Mark Jaroski wrote:
Hi all,
I hope that this isn't too out of left field, especially coming from a
relative unknown. I do however think that this is a conceptual problem in
the Parser class which ought to receive some attention eventually.
You see, it seems to me that the Parser is in fact more Renderer than it is
parser, and most of the options in ParserOptions are in fact Rendering
options.
It's not a parser at all, a fact which I was aware of when I named the
class in MediaWiki 1.2 (it was OutputPage::addWikiText before that). But
"parser" was a nice short name which was at least vaguely related to its
purpose, and since people with a computer science background compulsively
refer to everything that processes text as a parser, that part of the
codebase had already been referred to as such on occasion.
I noticed this while working on a tag extension for
events. My goal was to
parse some wikitext to obtain an array of PHP objects of a class Event
which cooresponds to a an "event" tag I've defined. Well, I can sort of
pull this off by creating a special parser, and adding parser hook which
builds the objects for each array and sticks them into a global. Of course
to do this I need to initialize the parser with a ParserOptions object, and
of course the parser goes on to render HTML which I don't actually want,
since the goal is just to get the intermediate stage.
I'm not really clear on what you're trying to do, but maybe it can be
achieved by only calling the parts of the parser that you need. There's
more to the Parser class than parse().
It occurs to me that separating the Parse stage from
the Render stage could
have some other useful effects, like making it easier to add different
renderers, and making it a bit easier to start on the Parser
rationalizations that people have been talking about.
Of course any such separation will mean having to specify at least some of
the parser and renderer behaviour, but maybe not all. At any rate it
should make it easier to do so.
So my question is this: does separating the two functions seem like a
worthwhile task to anybody else here?
It could be useful, but be assured that it's the most difficult way
possible to do whatever it is you're trying to do. There's a huge quantity
of code involved, and there are stringent performance and backwards
compatibility requirements if it's going to be used on Wikimedia. It's not
a project for the faint-hearted.
At least it's a better proposal than the one to have XML as an
intermediate format.
-- Tim Starling

■ EXERCISES:
1. Repeat word for word the part of the MediaWiki parser thread from "So my question" up to and including "intermediate format.".
2. List every PHP class or function name that appears in the MediaWiki parser thread.
The material that follows has no connection to the MediaWiki parser thread.

■ DATA PROVIDED:
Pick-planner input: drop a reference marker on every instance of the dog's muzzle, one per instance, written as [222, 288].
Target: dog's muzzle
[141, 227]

■ RESPONSES FOR EACH TASK:
1.
So my question is this: does separating the two functions seem like a
worthwhile task to anybody else here?
It could be useful, but be assured that it's the most difficult way
possible to do whatever it is you're trying to do. There's a huge quantity
of code involved, and there are stringent performance and backwards
compatibility requirements if it's going to be used on Wikimedia. It's not
a project for the faint-hearted.
At least it's a better proposal than the one to have XML as an
intermediate format.

2.
- Parser
- ParserOptions
- OutputPage::addWikiText
- Event
- parse()